• **Vorliegender Text**
○ ○ ○ ○ ○

Liebe Jenny,
Dein Beitrag ist ja schon eine Weile her, ich habe ihn aber erst jetzt gefunden und mich haben deine Worte zu Tränen gerührt. Wie geht es dir denn mittlerweile, wie kommst du im Alltag zurecht?
Deine Geschichte hat mich ein wenig an meine erinnert. Mein Papa starb im Juni plötzlich mit 75, er war schon herzkrank, aber wir dachten er hat schon noch Zeit… und meine Mutter ist auch sehr mit sich selbst beschäftigt, seit ich ca 10 Jahre alt bin ist sie chronisch körperlich an ms erkrankt und war daher nie eine „klassische“ Mutter in ihrer Rolle. Mein Papa hat auch alles übernommen, sich aufgeopfert, auf so viel verzichtet, ihre Launen ausgehalten, ihre Undankbarkeit hingenommen. Ich bin bei einer Therapeutin seit seinem Tod, weil ganz viel Wut bei mir aufkommt. Ich stelle mir manchmal vor, wie es wäre, wenn sie gestorben wäre, mein Papa hätte vielleicht noch etwas mehr aufgelebt, er ist aus Sorge um sie kaum noch aus dem Haus, wollte sie nicht lange alleine lassen… mich beschämt der Gedanke, aber er war immer ein gütiger und liebevoller Papa, er hat sich viel mehr für uns Kinder und die Enkelkinder interessiert, als es meine Mutter tut. Und sie lässt nun kaum Hilfe von außen vom Pflegedienst zu, es ist einfach schwierig mit ihr, am liebsten wäre ihr, ich und meine Schwester machen alles. Aber dass es uns belastet und sie es für uns mal anders machen könnte, das kommt kaum bei ihr an. Sie ist auch kognitiv einfach nicht mehr so in der Lage dazu. Aber das macht mich oft noch wütender und trauriger. Ich habe auch eine kleine Tochter, sie konnte mit ihrem
Opa noch den ersten Geburtstag im Januar feiern, aber sie wird sich nicht mehr an ihn erinnern. Und ich erwarte im
November mein 2. Kind, habe die Urne meines Papas quasi auf meinem babybauch zum
Grab getragen..,Das tut so weh und ich beneide alle Freunde, die ihre Eltern haben, die von ihnen unterstützen werden und so lieb zu ihren Enkeln sind.
ich glaube für das Umfeld wird es schnell wieder zur Normalität und mich frägt auch kaum noch einer direkt, wie es mir mit dem Verlust geht, obwohl es noch keine drei Monate her ist.

○ ○ ○ ○ ○

[Daten zum Zeigen auf Regionen]
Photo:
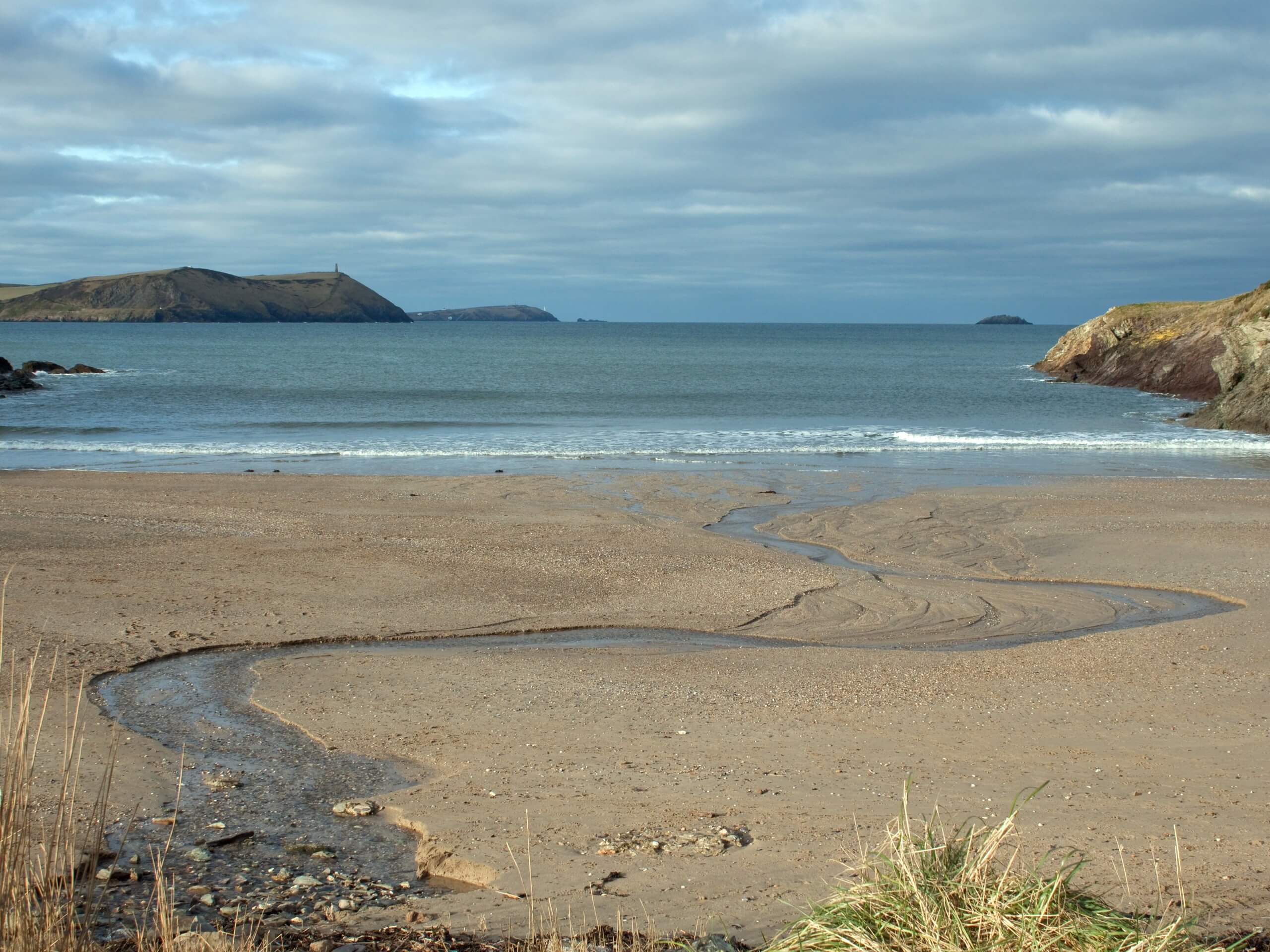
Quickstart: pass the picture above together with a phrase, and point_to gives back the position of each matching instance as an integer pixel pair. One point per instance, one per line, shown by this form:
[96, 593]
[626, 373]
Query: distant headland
[491, 313]
[200, 295]
[1004, 319]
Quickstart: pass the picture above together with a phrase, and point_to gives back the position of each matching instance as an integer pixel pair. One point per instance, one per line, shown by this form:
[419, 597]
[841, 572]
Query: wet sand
[1136, 730]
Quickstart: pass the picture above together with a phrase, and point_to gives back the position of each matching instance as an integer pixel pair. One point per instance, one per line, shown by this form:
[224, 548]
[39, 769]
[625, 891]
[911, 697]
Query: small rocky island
[489, 313]
[1197, 350]
[200, 295]
[16, 380]
[1004, 319]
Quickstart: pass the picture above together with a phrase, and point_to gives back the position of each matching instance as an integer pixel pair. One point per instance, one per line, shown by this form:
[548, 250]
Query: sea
[446, 399]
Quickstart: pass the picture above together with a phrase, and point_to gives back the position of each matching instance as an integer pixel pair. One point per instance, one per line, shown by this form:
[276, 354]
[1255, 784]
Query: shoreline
[276, 531]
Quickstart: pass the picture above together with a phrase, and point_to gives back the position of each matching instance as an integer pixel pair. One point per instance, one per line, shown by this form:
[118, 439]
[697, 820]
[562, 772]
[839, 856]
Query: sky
[881, 160]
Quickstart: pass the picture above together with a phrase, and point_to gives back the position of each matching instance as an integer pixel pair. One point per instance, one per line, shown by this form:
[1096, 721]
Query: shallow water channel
[201, 702]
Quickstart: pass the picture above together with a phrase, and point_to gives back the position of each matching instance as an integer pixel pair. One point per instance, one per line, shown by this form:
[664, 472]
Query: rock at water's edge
[1196, 350]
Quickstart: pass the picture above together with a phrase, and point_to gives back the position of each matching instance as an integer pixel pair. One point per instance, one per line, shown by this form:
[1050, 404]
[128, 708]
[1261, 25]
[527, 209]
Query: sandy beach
[804, 751]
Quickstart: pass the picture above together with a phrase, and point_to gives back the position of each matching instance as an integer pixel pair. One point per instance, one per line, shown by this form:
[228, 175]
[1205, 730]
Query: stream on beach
[202, 704]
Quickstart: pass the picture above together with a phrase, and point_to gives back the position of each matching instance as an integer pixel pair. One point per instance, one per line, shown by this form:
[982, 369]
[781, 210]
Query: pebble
[356, 808]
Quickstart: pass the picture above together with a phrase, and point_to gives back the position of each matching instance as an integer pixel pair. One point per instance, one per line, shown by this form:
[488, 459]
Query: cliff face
[200, 295]
[492, 313]
[1198, 350]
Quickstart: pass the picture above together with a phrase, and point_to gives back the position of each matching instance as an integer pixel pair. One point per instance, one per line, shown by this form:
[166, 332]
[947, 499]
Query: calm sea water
[470, 398]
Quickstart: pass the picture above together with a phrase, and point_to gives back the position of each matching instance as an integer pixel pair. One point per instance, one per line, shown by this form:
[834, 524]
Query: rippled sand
[1137, 730]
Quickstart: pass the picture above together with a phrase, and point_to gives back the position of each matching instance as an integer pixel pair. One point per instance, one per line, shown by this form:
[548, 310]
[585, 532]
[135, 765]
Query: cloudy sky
[911, 160]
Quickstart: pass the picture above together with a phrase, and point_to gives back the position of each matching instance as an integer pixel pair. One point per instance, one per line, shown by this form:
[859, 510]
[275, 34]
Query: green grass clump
[929, 890]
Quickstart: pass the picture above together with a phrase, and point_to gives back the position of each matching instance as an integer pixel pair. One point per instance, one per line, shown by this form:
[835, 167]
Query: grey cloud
[651, 160]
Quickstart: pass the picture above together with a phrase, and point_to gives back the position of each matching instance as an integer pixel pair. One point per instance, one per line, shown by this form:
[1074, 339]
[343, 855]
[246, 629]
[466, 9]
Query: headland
[1197, 350]
[200, 295]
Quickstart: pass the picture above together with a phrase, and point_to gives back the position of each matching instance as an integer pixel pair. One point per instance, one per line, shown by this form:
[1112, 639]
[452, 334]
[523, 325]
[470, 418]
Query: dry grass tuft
[930, 890]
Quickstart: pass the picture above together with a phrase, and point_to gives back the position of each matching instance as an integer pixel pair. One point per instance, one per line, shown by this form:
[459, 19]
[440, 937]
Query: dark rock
[19, 380]
[1005, 319]
[1197, 350]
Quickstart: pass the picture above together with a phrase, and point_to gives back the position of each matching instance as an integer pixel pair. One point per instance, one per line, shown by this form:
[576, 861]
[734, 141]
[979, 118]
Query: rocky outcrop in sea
[16, 380]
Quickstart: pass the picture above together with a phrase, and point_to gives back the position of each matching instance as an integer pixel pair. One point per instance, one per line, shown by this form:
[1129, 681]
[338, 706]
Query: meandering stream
[201, 702]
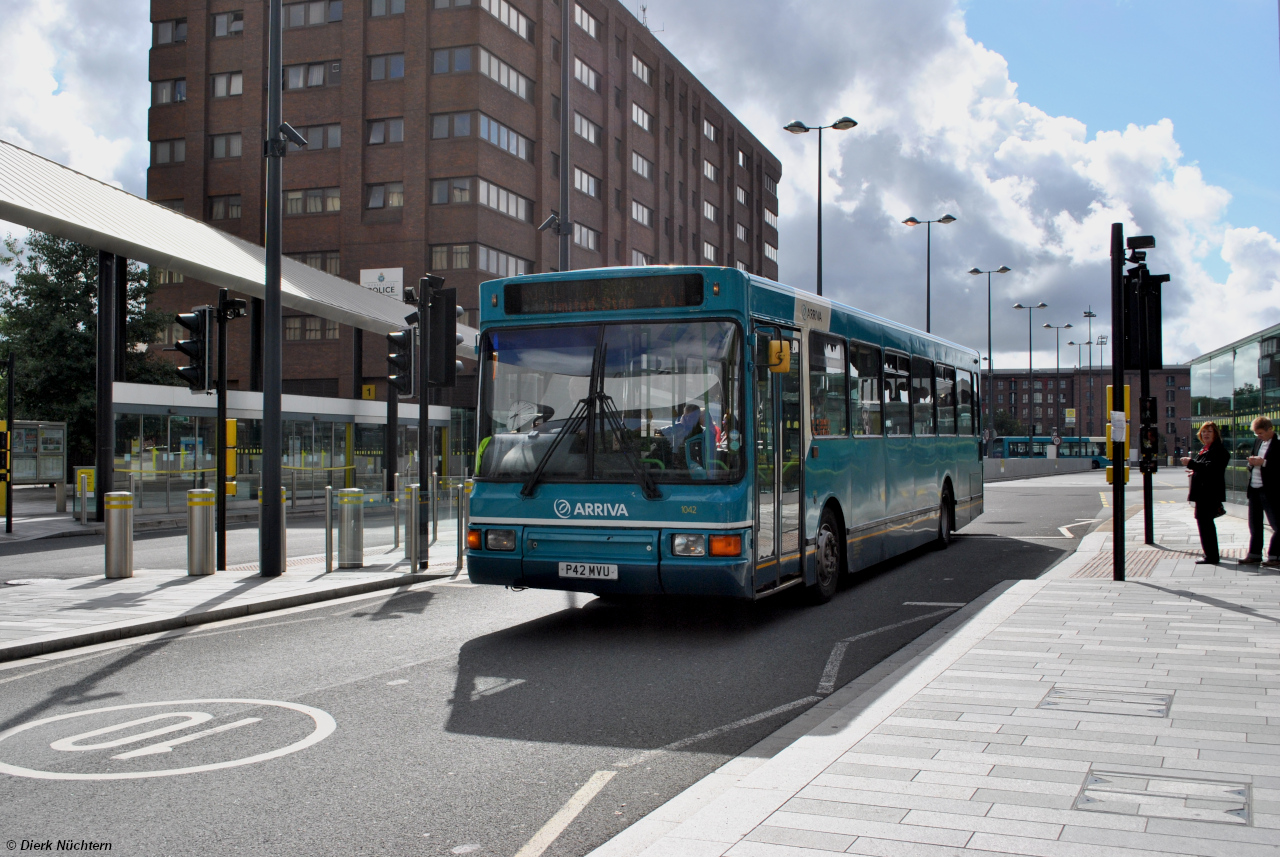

○ ○ ○ ○ ○

• **Aufgabe**
Nenne alle Monatsnamen, die im Brief an Jenny vorkommen, in der Reihenfolge ihres Auftretens.

• **Lösung**
Juni, Januar, November